[Task inputs start]

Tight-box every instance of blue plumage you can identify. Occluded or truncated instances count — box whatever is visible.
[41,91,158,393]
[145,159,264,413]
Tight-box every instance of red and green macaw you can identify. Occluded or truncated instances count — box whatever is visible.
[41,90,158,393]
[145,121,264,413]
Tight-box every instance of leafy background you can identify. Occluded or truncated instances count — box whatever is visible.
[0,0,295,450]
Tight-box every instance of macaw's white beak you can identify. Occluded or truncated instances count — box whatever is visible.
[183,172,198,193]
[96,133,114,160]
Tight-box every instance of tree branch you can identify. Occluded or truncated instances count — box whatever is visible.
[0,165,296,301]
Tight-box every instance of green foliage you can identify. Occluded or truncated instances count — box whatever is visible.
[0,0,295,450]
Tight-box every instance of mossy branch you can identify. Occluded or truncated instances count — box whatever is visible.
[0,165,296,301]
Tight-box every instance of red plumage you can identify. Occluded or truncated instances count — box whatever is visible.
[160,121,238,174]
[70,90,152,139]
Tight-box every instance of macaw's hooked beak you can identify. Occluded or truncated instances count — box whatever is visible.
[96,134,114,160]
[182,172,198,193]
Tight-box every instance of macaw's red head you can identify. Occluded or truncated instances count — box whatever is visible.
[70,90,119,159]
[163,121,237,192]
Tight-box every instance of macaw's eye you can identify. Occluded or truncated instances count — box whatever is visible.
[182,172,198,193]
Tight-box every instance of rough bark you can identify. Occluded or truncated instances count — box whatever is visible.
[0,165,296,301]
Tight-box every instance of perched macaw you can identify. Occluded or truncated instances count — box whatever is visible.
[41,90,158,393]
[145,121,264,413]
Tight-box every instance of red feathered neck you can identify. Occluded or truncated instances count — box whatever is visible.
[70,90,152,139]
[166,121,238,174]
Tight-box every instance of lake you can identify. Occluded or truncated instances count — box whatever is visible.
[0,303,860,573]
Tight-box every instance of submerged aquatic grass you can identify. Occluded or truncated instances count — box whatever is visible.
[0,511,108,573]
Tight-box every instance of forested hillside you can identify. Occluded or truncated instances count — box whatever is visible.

[Task inputs end]

Written problem>
Extract every one of the entries above and reproduce each verbatim, keeping the original order.

Output below>
Tight-box every instance of blue plumage you can identify. Occluded or truncated instances count — box whatever is visible.
[41,91,158,393]
[145,159,264,413]
Tight-box every instance of red and green macaw you can identify. Occluded or truncated instances count — box whatever is visible.
[41,90,158,393]
[145,121,264,413]
Tight-box every instance of leafy background you can identify. Occluded or truncated instances count — box whatever is visible.
[0,0,295,450]
Tight-box every instance of macaw's white beak you can identify. Occluded or truncated instances count — box whatever is visible.
[183,172,198,193]
[96,133,114,160]
Tight-box every instance of tree branch you can identify. Occluded or truncated instances count — box whatever is visible.
[0,165,296,301]
Tight-box every instance of green foliage you can identify. Occluded or truncated instances count — box whatever is visible.
[0,0,295,450]
Tight-box every instance of mossy branch you can identify. Occluded or truncated instances count — box whatever is visible.
[0,165,296,301]
Tight-box every instance of red plumage you can identify. Occluded or truncated instances count — box whatever is visible.
[160,121,238,174]
[70,90,152,139]
Tight-box every instance of macaw's hooked beak you can identify. Occluded or truncated instances count — box whatever is visible.
[96,134,114,160]
[182,172,198,193]
Tight-box every instance of macaw's red head you can identify. Occluded or truncated instances count — box whatever is visible.
[70,90,119,159]
[163,121,237,192]
Tight-box every instance of macaw's eye you can identify. Occluded or truncated instances count — box whatever is visible.
[182,172,198,193]
Tight-box every instance of rough bark you can identify. Occluded or truncated instances count — box whatever is visible.
[0,165,296,301]
Tight-box every instance of perched macaw you can identify. Occluded or truncated instances count — box whatever is visible.
[41,90,158,393]
[145,121,264,413]
Tight-box every instance of red feathered neck you can identify. Occluded or truncated instances count — box whatever is visible.
[70,90,152,139]
[166,121,238,174]
Tight-box every instance of lake you can identify. Occluded or truncated instances count — box whatever is visible.
[0,303,860,573]
Tight-box every instance of submerged aquatic grass you can identify. Occluded or truncated instances count — box whatever is visible.
[0,511,108,573]
Tight-box every instance of forested hillside you can identify. Occluded or truncated instances count — box whatever is visible.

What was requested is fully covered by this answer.